— Begin TASK INPUT —

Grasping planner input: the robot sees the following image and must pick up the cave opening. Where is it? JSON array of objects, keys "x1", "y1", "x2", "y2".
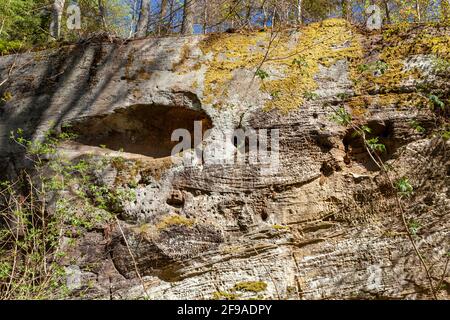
[{"x1": 66, "y1": 104, "x2": 212, "y2": 158}]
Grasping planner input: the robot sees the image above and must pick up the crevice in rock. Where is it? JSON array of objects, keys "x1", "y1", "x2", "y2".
[{"x1": 65, "y1": 104, "x2": 212, "y2": 158}]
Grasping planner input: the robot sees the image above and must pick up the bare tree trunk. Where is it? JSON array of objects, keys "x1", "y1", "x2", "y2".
[
  {"x1": 136, "y1": 0, "x2": 150, "y2": 37},
  {"x1": 202, "y1": 0, "x2": 208, "y2": 34},
  {"x1": 181, "y1": 0, "x2": 194, "y2": 35},
  {"x1": 383, "y1": 0, "x2": 391, "y2": 24},
  {"x1": 416, "y1": 0, "x2": 422, "y2": 22},
  {"x1": 342, "y1": 0, "x2": 351, "y2": 21},
  {"x1": 98, "y1": 0, "x2": 107, "y2": 31},
  {"x1": 158, "y1": 0, "x2": 172, "y2": 35},
  {"x1": 50, "y1": 0, "x2": 65, "y2": 39},
  {"x1": 297, "y1": 0, "x2": 303, "y2": 26}
]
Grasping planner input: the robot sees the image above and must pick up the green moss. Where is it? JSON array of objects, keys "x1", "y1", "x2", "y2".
[{"x1": 234, "y1": 281, "x2": 267, "y2": 292}]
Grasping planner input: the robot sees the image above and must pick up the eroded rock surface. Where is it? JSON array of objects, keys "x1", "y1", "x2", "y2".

— End TASK INPUT —

## GIVEN INSTRUCTION
Could you quote every one of the rows above word for word, omitting the pictures?

## RESULT
Grasping planner input: the robot sees the following image and must pick up the cave opening. Where is it? JSON array of objects, keys "x1", "y1", "x2", "y2".
[{"x1": 66, "y1": 104, "x2": 212, "y2": 158}]
Grasping planner input: the robot sees the image above and must pick up the crevice in rock. Where is it? JSON array of objects, keys "x1", "y1", "x2", "y2".
[{"x1": 65, "y1": 104, "x2": 212, "y2": 158}]
Grasping planner input: the robot sees the image above and must pick up the bare tree trunk. Where is it? JSON array of objects, keys "x1", "y1", "x2", "y2".
[
  {"x1": 136, "y1": 0, "x2": 150, "y2": 37},
  {"x1": 202, "y1": 0, "x2": 208, "y2": 34},
  {"x1": 181, "y1": 0, "x2": 194, "y2": 35},
  {"x1": 383, "y1": 0, "x2": 391, "y2": 24},
  {"x1": 416, "y1": 0, "x2": 422, "y2": 22},
  {"x1": 342, "y1": 0, "x2": 351, "y2": 21},
  {"x1": 98, "y1": 0, "x2": 107, "y2": 31},
  {"x1": 158, "y1": 0, "x2": 172, "y2": 35},
  {"x1": 50, "y1": 0, "x2": 65, "y2": 39},
  {"x1": 297, "y1": 0, "x2": 303, "y2": 26}
]
Grasping planner input: the robot sees the image above and must pick up the green moss. Where is it? JSON array of objects, keys "x1", "y1", "x2", "y2".
[{"x1": 234, "y1": 281, "x2": 267, "y2": 292}]
Grasping planner input: the robot sees the image above and must pick up the eroded rock surface. Where is it? JSON array of objects, keys "x1", "y1", "x2", "y2".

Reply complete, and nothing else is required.